## Sayfa
※

Başbakan Erdoğan’ın, dershaneler ve sınav sistemini kaldıracakları yönündeki açıklamaları gündeme otururken, bu sınavın ve dershanelerin kalkmasının kolay olmadığı görüşü de ağırlıklı olarak dillendiriliyor. Dershanelerin özel okula dönüştürülmesi, ilk kez Hüseyin Çelik’in Milli Eğitim Bakanlığı döneminde gündeme gelmişti.
Milli Eğitim Bakanlığı yetkilileri, bu çalışmanın tamamlanması için sınava bağımlılıktan kurtulunması gerektiğine vurgu yaptı. 4+4+4 sistemine dikkat çeken bakanlık yetkilileri, bu sistemin hayata geçmesi ile birçok öğrencinin mesleğe yöneleceğini ve üniversite kapılarındaki yığılmanın azalacağını savunuyor. Eğitim sisteminin seçmeli derslerle donatılması durumunda, öğrencilerin dershaneye gitme oranlarının düşeceğini savunan bakanlık yetkilileri, dershanelerin kalkması için yeni sistemde yetişecek öğrenciler nedeniyle bu durumun 8-10 yılı alabileceğini ifade ediyor. MEB yetkilileri, okullara konulacak ek etüt dersleri ile dershanelerin kademeli olarak da azaltılabileceği görüşünde.

※

## Ham veri
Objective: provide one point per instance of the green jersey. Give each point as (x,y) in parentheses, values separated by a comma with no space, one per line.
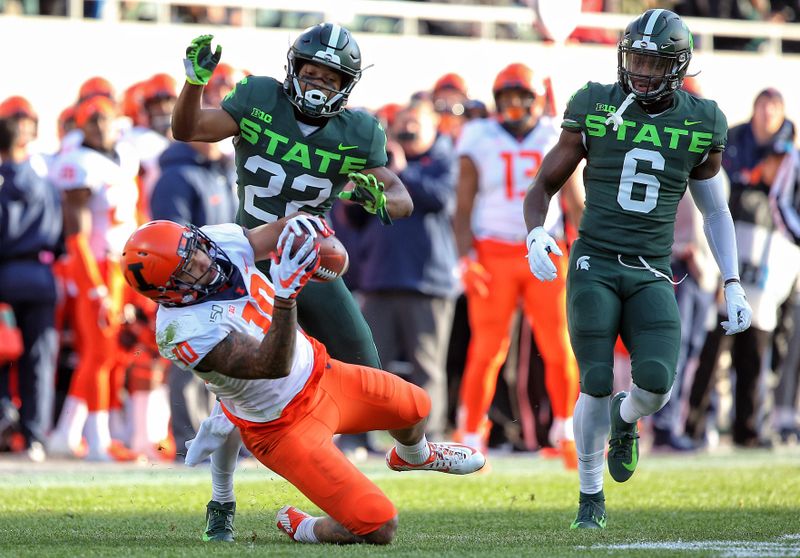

※

## Verilen görev
Dershanelerle ilgili metinde "Milli Eğitim Bakanlığı yetkilileri, bu" sözlerinin geçtiği yerle açılıp "da azaltılabileceği görüşünde." sözleriyle kapanan bölümü, hiçbir değişiklik yapmadan olduğu gibi yazın.

## Görevin yanıtı
Milli Eğitim Bakanlığı yetkilileri, bu çalışmanın tamamlanması için sınava bağımlılıktan kurtulunması gerektiğine vurgu yaptı. 4+4+4 sistemine dikkat çeken bakanlık yetkilileri, bu sistemin hayata geçmesi ile birçok öğrencinin mesleğe yöneleceğini ve üniversite kapılarındaki yığılmanın azalacağını savunuyor. Eğitim sisteminin seçmeli derslerle donatılması durumunda, öğrencilerin dershaneye gitme oranlarının düşeceğini savunan bakanlık yetkilileri, dershanelerin kalkması için yeni sistemde yetişecek öğrenciler nedeniyle bu durumun 8-10 yılı alabileceğini ifade ediyor. MEB yetkilileri, okullara konulacak ek etüt dersleri ile dershanelerin kademeli olarak da azaltılabileceği görüşünde.